··· INPUT DATA
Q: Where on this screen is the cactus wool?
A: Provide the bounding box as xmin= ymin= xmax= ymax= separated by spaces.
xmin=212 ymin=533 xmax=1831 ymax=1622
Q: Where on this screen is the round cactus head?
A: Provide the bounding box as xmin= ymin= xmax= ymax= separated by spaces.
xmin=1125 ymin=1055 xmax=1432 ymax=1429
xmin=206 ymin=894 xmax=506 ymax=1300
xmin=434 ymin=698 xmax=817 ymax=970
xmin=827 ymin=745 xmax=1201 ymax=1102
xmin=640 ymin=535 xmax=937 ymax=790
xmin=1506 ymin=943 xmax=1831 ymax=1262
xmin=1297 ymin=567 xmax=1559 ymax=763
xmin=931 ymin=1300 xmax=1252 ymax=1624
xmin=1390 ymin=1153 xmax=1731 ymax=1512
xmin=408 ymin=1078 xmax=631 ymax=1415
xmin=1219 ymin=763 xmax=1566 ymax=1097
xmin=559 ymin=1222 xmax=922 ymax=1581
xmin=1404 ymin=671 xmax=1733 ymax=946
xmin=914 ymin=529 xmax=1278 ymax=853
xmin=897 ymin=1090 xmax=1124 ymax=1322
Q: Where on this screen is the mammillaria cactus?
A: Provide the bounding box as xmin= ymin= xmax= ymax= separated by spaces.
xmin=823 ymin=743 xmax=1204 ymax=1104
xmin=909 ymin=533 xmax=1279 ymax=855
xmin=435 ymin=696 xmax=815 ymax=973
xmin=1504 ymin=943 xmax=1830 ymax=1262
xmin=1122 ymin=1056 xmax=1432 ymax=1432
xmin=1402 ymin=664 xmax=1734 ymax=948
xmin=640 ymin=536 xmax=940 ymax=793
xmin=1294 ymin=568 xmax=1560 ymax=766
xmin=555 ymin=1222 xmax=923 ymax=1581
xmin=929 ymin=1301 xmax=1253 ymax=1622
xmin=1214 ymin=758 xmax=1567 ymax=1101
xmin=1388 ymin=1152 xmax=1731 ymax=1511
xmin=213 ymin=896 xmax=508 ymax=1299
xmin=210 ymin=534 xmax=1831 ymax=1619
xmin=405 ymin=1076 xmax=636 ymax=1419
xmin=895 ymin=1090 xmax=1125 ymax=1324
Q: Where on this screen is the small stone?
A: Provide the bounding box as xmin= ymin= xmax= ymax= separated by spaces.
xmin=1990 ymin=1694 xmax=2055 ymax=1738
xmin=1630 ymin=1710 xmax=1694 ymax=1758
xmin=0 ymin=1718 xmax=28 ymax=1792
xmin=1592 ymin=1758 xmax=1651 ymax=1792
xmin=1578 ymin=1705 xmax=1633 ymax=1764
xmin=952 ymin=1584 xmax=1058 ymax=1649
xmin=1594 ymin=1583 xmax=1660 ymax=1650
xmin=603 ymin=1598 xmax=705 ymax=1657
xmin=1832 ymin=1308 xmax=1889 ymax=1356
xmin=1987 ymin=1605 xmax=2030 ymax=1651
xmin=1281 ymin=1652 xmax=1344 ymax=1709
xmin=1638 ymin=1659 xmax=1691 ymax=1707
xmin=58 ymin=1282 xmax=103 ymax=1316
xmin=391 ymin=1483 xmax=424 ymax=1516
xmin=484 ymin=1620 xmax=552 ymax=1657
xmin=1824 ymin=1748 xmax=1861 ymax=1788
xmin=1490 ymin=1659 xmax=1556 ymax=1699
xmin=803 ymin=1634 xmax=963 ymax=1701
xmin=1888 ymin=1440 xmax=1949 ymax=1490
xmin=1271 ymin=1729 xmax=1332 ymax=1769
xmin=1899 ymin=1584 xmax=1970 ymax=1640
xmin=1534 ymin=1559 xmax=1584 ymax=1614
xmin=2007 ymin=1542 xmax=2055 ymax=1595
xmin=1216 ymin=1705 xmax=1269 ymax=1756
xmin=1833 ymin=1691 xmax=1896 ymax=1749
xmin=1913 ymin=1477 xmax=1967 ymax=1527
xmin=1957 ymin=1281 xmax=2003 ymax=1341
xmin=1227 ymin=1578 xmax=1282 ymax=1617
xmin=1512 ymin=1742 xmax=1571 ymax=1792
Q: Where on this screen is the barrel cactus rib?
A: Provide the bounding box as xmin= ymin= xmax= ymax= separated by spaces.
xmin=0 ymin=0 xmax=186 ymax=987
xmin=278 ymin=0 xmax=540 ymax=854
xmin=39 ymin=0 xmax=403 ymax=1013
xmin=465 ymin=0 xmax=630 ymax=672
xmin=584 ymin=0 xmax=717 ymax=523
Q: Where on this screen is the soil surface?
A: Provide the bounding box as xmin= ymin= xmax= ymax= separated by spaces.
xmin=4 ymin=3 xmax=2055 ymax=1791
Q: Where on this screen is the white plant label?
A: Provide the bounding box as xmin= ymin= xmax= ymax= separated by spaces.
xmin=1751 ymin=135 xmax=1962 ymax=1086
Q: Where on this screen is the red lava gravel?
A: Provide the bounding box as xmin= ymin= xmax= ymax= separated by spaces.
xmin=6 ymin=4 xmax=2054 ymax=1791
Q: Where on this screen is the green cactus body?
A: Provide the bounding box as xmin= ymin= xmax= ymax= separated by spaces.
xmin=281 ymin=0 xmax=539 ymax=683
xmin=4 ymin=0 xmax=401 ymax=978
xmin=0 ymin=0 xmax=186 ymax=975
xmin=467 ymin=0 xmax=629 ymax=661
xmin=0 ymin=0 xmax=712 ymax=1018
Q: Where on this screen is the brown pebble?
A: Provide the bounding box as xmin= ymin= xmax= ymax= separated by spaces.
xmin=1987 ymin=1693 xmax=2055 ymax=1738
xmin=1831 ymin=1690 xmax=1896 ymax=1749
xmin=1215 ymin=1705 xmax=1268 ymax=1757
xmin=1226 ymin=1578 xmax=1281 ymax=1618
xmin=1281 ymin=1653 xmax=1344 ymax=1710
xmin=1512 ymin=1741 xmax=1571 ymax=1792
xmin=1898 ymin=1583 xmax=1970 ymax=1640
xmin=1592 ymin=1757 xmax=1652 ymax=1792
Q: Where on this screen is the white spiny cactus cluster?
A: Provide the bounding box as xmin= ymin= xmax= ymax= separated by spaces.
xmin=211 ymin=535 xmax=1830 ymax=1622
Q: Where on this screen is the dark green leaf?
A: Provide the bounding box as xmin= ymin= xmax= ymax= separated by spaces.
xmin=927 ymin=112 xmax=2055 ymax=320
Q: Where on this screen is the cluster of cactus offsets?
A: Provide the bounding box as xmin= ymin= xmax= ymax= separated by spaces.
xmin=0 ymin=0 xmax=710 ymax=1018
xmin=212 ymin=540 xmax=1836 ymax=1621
······
The answer must consist of every line above that holds the string "green", copied exactly.

Q: Where on this screen is the green cactus body?
Q: Where on this screen is the dark green leaf?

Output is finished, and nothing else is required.